TASK REQUIREMENTS
Translate this sentence from the text on chemicals and cholesterol into Spanish: "The researchers found little evidence of a link between PFC levels and body size or insulin resistance, according to the report in the Nov. 2 issue of the journal Environmental Health Perspectives."

Previous studies have found that polyfluoroalkyl chemicals (PFCs) are present in the bodies of most people. In this new study, a team at the Boston University School of Public Health analyzed the association between serum cholesterol levels and four PFCs: perfluorooctanoic acid (PFOA), perfluorononanoic acid (PFNA), perfluorooctane sulfonic acid (PFOS), and perfluorohexane sulfonic acid (PFHxS).

The analysis of data from the National Health and Nutrition Examination Survey revealed that people with levels of PFOS, PFOA and PFNA in the top 25 percent had higher total and non-HDL cholesterol (primarily the "bad" LDL cholesterol) than those with levels in the lowest 25 percent.

The association was most noticeable for PFNA, with a 13.9 milligram per deciliter difference in estimated cholesterol levels between people with the highest and lowest levels of the chemical, the study authors noted.

The researchers found little evidence of a link between PFC levels and body size or insulin resistance, according to the report in the Nov. 2 issue of the journal Environmental Health Perspectives.

"Though these results are based on cross-sectional data and are exploratory, they are consistent with much of the human epidemiologic literature and indicate that polyfluoroalkyl chemicals may be exerting an effect on cholesterol at environmentally relevant exposures," wrote first author Jessica Nelson and colleagues. "Our study affirms the importance of investigating polyfluoroalkyl chemicals other than PFOS and PFOA, particularly as industrial uses of PFOS and PFOA decline and other polyfluoroalkyl chemicals are substituted."

PROVIDED DATA
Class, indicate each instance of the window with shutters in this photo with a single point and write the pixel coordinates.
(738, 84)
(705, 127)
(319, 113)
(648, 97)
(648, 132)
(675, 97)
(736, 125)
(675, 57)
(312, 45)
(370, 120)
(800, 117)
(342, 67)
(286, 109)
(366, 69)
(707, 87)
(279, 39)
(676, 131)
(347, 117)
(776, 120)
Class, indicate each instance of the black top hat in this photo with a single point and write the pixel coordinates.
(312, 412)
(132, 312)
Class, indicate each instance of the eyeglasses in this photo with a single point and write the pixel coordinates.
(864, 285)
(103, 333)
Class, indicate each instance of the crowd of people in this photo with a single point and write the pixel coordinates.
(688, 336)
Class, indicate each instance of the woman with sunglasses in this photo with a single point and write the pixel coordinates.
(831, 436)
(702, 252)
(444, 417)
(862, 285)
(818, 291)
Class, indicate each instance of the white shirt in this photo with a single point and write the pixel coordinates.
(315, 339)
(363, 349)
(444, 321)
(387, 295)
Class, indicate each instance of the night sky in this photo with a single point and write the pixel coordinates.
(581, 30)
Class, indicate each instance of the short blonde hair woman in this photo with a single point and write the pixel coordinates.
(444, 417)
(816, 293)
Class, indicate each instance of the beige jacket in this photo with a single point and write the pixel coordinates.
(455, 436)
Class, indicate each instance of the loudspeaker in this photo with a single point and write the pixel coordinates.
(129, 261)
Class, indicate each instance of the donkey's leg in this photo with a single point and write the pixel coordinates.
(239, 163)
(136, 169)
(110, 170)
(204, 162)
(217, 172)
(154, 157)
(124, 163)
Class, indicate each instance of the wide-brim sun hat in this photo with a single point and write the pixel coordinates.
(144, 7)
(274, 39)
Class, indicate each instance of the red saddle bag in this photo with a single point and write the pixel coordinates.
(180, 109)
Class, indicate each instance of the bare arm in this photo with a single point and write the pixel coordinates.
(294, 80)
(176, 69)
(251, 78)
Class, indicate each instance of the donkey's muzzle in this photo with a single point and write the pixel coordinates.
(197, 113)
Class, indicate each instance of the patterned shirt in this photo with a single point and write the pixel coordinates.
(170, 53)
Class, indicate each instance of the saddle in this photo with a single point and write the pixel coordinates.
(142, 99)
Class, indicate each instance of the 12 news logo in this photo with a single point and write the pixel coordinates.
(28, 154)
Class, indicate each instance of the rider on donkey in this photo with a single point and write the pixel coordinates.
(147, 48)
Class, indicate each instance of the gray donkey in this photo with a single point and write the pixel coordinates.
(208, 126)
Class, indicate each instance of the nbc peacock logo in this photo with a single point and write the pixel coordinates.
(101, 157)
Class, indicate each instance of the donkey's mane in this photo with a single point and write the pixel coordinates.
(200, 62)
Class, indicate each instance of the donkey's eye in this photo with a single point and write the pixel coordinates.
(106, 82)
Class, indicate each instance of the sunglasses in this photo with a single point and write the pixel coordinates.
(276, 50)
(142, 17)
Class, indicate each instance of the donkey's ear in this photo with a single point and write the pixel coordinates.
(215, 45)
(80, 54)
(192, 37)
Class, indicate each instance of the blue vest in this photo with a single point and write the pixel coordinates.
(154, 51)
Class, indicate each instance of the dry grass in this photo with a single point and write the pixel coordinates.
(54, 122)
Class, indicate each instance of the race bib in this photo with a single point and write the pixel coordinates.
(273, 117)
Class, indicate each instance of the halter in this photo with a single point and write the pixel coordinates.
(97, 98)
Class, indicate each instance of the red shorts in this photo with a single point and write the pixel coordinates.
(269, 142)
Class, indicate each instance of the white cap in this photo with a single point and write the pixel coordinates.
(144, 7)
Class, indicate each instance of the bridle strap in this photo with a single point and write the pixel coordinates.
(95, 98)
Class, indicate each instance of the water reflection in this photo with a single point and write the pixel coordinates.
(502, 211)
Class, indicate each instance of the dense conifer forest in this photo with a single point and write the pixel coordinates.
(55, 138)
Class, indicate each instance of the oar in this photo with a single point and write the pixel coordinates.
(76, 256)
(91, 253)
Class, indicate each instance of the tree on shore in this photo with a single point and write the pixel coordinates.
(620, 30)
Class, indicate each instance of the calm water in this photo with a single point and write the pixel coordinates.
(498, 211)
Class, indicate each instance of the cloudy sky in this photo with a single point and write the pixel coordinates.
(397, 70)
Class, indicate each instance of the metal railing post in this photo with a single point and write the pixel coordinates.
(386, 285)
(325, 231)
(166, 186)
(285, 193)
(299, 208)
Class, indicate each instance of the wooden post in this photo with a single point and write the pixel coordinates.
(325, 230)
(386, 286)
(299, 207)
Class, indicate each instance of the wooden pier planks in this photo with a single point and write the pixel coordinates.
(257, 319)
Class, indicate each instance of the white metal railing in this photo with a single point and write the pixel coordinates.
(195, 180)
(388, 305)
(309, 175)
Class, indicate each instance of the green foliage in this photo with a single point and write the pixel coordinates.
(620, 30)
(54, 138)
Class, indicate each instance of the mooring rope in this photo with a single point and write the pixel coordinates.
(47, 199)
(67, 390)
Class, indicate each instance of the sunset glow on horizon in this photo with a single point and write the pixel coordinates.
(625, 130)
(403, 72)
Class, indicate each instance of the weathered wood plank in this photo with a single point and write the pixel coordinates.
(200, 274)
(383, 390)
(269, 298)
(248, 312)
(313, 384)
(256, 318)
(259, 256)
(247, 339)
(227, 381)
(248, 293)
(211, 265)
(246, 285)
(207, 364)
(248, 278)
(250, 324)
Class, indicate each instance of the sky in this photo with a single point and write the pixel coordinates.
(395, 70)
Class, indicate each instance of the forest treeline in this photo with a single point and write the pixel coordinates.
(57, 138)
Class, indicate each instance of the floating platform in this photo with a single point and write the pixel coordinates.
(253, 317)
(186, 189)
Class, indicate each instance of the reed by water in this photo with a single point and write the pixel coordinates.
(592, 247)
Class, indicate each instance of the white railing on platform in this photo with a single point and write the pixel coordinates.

RESULT OF THIS TASK
Los investigadores encontraron pocas pruebas de un vínculo entre los niveles de PFC y el tamaño corporal o la resistencia a la insulina, según el informe publicado en el número del 2 de noviembre de la revista Environmental Health Perspectives.